# [YOUR TASK]
Report every line below that holds the word "dark".

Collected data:
■ ■ ■ ■ ■ ■ ■

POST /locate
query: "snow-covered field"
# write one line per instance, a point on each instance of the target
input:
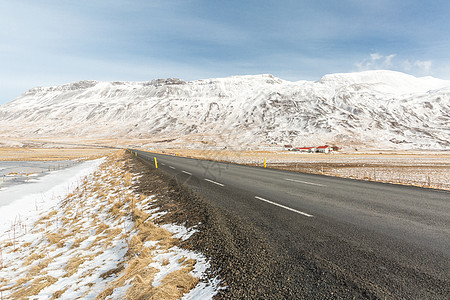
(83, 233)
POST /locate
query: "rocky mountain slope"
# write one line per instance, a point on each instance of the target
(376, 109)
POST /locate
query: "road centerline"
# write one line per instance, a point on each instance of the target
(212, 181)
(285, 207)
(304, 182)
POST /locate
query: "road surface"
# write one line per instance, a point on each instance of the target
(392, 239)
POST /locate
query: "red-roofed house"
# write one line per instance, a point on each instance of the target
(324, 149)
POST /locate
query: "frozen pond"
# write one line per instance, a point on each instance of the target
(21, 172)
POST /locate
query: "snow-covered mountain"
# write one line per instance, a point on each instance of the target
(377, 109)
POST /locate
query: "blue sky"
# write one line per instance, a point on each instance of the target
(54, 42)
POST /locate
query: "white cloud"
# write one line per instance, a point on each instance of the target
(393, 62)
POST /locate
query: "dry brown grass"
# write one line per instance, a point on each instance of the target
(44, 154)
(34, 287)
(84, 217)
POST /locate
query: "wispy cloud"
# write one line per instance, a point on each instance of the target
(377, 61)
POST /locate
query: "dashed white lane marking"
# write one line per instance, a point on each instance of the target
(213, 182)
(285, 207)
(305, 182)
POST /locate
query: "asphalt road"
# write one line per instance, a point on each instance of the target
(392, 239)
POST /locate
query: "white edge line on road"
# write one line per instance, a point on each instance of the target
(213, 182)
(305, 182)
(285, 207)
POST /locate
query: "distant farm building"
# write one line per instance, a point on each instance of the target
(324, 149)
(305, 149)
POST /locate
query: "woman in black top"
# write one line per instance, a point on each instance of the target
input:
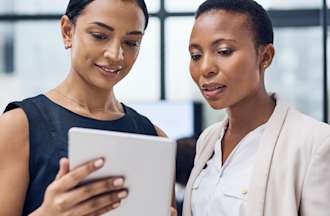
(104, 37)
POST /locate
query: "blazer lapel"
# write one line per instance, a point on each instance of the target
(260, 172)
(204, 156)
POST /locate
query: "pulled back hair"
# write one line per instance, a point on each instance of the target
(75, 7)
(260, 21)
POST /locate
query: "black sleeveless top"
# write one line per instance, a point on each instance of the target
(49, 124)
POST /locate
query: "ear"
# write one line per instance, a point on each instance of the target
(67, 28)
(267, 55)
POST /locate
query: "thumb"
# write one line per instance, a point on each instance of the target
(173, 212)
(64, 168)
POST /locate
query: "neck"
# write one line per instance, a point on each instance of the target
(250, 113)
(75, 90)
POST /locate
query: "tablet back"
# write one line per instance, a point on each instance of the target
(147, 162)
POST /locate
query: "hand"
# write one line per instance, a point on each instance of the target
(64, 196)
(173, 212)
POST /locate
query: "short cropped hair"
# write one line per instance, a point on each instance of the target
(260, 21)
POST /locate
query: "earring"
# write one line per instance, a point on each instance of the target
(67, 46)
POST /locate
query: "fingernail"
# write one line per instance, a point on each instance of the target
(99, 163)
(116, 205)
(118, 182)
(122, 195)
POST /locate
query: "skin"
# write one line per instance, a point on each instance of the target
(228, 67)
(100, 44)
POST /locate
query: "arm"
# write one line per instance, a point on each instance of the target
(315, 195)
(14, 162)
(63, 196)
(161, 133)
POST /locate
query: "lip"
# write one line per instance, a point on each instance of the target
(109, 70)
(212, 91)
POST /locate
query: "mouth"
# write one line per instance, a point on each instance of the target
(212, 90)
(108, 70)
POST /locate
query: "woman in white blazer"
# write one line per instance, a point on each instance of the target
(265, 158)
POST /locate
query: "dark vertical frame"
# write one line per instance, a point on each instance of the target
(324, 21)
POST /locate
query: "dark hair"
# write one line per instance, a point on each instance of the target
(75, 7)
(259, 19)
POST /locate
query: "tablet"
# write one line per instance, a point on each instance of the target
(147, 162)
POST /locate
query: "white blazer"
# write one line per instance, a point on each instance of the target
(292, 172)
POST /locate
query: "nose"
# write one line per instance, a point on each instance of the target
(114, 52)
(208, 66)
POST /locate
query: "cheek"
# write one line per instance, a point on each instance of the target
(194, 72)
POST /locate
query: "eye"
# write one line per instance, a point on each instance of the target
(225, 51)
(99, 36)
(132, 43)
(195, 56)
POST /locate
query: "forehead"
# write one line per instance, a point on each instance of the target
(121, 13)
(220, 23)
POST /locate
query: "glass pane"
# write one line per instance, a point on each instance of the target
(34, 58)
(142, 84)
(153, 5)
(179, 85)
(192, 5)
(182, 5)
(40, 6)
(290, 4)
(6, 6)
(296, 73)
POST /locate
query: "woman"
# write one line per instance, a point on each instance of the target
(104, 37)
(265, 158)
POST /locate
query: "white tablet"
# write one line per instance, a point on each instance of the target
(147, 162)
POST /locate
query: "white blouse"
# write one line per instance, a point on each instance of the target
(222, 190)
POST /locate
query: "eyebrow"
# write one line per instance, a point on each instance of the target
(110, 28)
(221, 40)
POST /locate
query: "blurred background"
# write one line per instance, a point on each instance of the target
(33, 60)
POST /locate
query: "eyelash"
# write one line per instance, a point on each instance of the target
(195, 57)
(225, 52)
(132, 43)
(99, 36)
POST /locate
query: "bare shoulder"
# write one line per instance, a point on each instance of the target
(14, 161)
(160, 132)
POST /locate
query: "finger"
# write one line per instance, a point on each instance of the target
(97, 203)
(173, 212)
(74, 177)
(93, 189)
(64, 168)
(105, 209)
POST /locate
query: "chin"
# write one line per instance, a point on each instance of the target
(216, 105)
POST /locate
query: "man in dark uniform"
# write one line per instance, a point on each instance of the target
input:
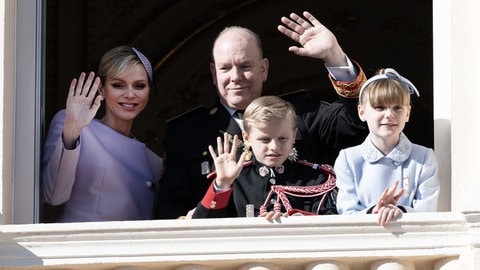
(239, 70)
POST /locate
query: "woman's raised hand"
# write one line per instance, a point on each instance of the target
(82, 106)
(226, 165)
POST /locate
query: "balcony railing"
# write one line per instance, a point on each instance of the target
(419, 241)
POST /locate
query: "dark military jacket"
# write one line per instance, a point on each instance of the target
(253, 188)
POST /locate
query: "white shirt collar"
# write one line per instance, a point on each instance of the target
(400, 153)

■ ■ ■ ■ ■ ■ ■

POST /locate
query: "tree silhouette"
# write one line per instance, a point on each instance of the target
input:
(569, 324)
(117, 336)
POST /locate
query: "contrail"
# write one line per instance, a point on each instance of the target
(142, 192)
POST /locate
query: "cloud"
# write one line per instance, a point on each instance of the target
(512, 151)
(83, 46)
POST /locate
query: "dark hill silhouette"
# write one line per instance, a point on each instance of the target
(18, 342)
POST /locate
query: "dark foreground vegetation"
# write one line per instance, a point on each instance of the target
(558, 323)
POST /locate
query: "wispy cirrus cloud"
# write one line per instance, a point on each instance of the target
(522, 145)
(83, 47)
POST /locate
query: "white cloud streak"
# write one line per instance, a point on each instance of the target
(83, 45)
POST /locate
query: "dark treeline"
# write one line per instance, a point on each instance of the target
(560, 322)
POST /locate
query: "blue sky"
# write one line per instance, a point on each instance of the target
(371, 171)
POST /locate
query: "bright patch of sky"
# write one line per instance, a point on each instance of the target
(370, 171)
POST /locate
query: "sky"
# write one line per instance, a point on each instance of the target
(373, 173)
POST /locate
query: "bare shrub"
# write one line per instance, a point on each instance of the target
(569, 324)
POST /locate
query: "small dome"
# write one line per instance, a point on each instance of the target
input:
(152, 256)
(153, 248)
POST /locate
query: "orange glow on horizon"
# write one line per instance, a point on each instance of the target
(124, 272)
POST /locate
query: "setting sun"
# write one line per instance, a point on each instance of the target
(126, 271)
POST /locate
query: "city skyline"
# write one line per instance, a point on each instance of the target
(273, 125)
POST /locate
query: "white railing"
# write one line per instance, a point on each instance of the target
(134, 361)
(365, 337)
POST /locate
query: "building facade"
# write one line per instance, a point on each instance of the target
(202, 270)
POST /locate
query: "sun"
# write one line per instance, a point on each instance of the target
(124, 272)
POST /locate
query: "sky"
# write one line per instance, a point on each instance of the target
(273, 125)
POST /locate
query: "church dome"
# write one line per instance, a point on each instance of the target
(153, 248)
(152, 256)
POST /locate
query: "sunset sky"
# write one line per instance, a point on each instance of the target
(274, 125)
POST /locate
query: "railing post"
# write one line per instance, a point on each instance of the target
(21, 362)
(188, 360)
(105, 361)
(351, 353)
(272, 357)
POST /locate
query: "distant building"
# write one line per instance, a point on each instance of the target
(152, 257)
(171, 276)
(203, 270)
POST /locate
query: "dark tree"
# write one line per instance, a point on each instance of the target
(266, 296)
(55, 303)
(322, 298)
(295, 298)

■ ■ ■ ■ ■ ■ ■

# [SOLUTION TO THIS TASK]
query: "dark vertical frame"
query: "dark hair"
query: "man in dark uniform"
query: "dark military jacket"
query: "dark hill silhouette"
query: "dark foreground vegetation"
query: "dark treeline"
query: "dark tree"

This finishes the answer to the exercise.